(Natural-language object grounding data)
+-------+

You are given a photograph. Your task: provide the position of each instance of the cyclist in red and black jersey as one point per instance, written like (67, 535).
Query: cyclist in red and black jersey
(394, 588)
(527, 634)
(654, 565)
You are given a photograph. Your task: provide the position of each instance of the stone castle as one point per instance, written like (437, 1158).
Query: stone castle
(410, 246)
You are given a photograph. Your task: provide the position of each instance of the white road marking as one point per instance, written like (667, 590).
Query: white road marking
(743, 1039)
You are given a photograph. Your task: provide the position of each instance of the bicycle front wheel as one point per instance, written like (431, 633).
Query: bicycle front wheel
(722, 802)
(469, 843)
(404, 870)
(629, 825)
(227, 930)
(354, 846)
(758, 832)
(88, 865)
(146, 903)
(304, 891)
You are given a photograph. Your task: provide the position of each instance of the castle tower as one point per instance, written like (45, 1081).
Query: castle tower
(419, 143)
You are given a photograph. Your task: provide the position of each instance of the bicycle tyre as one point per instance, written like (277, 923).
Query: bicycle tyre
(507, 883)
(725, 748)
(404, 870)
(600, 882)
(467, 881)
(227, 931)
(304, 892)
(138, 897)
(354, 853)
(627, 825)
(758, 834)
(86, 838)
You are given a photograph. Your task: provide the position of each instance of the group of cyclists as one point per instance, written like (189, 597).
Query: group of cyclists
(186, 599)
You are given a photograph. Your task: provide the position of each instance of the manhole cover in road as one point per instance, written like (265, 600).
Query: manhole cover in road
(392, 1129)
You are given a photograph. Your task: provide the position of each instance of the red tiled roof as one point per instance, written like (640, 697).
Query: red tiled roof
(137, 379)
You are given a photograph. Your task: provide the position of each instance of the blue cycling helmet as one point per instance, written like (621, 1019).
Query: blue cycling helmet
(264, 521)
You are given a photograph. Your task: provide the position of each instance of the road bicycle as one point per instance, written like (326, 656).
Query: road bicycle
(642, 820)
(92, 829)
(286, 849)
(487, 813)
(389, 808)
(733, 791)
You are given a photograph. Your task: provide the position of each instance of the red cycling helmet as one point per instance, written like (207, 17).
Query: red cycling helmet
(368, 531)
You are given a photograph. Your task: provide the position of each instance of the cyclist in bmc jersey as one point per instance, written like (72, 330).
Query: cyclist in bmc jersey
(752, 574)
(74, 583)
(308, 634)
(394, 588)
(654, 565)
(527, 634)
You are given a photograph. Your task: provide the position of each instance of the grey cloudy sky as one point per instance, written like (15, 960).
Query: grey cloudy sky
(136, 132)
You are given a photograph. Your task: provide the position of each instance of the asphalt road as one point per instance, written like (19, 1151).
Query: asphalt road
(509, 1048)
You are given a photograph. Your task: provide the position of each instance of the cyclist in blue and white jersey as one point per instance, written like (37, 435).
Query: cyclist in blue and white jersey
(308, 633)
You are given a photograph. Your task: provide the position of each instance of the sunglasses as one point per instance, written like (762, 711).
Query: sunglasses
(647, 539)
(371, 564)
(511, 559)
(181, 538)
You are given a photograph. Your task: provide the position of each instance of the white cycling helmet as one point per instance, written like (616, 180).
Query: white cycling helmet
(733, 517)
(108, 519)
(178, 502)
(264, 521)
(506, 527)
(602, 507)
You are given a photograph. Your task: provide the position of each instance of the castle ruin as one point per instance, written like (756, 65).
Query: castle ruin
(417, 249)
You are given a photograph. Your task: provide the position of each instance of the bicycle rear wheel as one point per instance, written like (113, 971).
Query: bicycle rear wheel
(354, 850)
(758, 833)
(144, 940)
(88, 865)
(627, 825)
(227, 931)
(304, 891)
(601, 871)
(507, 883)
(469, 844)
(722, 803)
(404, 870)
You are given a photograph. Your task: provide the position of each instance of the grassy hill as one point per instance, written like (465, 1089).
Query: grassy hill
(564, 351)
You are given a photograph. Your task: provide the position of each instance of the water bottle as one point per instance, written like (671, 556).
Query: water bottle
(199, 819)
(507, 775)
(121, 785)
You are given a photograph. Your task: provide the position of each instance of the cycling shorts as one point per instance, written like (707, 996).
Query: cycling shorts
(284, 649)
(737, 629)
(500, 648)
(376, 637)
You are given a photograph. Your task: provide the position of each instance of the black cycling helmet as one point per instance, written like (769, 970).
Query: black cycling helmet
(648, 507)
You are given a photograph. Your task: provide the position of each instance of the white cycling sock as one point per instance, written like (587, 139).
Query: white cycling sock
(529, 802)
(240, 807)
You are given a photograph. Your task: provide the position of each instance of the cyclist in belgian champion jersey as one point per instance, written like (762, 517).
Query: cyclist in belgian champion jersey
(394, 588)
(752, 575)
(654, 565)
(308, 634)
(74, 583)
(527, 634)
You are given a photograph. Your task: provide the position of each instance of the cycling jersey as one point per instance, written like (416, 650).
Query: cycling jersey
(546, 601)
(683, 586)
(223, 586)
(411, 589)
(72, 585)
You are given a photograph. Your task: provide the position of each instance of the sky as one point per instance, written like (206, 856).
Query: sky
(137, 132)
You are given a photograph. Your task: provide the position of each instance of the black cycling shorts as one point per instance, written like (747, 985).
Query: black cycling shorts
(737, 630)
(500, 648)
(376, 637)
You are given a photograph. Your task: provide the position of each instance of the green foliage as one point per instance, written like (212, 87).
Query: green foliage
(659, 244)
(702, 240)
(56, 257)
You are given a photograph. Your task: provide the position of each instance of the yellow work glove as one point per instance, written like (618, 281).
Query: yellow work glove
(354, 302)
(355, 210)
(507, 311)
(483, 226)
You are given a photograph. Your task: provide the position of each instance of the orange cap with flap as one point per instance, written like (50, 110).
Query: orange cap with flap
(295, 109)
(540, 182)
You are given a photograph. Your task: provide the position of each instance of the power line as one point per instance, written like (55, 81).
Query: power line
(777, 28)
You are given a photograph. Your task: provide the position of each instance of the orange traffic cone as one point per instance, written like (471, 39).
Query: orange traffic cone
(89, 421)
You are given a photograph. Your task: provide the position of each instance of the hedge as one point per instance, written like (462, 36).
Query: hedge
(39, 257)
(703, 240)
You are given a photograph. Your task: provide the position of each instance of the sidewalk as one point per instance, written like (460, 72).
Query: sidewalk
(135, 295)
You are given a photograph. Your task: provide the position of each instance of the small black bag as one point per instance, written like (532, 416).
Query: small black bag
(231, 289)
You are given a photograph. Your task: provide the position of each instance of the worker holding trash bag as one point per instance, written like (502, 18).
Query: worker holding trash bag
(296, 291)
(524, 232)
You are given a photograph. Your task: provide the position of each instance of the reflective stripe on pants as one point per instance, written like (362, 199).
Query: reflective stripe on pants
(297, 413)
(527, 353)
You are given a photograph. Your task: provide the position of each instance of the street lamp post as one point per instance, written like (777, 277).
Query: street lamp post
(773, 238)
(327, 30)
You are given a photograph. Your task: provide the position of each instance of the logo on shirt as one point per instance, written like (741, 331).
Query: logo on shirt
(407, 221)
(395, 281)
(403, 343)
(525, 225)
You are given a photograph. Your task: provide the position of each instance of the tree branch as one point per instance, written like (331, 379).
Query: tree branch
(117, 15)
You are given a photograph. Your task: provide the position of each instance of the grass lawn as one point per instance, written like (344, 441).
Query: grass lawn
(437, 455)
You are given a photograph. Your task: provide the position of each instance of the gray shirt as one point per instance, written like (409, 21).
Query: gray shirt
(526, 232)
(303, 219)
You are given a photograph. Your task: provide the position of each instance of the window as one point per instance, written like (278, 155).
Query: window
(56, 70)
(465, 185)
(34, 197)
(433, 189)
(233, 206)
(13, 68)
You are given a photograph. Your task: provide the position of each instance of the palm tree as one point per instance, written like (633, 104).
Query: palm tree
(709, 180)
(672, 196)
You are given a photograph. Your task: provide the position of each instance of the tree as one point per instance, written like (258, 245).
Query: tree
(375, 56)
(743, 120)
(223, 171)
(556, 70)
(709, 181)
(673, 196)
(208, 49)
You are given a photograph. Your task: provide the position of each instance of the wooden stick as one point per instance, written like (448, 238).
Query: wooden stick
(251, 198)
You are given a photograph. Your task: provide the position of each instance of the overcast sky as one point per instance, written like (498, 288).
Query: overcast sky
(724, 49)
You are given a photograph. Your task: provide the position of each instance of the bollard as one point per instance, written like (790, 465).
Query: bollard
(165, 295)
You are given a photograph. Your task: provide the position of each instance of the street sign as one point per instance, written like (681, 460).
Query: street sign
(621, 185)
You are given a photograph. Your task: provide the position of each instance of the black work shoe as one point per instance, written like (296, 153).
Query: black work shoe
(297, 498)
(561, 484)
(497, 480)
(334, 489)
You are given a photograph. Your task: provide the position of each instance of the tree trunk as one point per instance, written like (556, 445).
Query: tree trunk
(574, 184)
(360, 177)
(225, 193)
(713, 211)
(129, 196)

+-------+

> TASK TO CARRY OUT
Set down, exactly and only, the lines running from the one holding "like (790, 465)." through the end of the records above, both ends included.

> SOLUTION TO THIS TASK
You are given a photograph. Your task: provide the position of each instance of the bollard as one point per instance, written like (790, 465).
Query: bollard
(165, 295)
You are given a photograph. Your task: provide the position of each instance of the street sign as one point per instance, written like (681, 460).
Query: street sign
(621, 185)
You are given a photograph. Your task: provide the position of each instance of the black work shoe as one point per instance, written like (296, 153).
Query: black work shoe
(297, 498)
(561, 484)
(497, 480)
(334, 489)
You are given a photograph. Your task: provide the position of each instance of the tree trunk as one point per instance, written like (556, 445).
Query: tree trunk
(574, 184)
(360, 177)
(225, 193)
(713, 211)
(129, 196)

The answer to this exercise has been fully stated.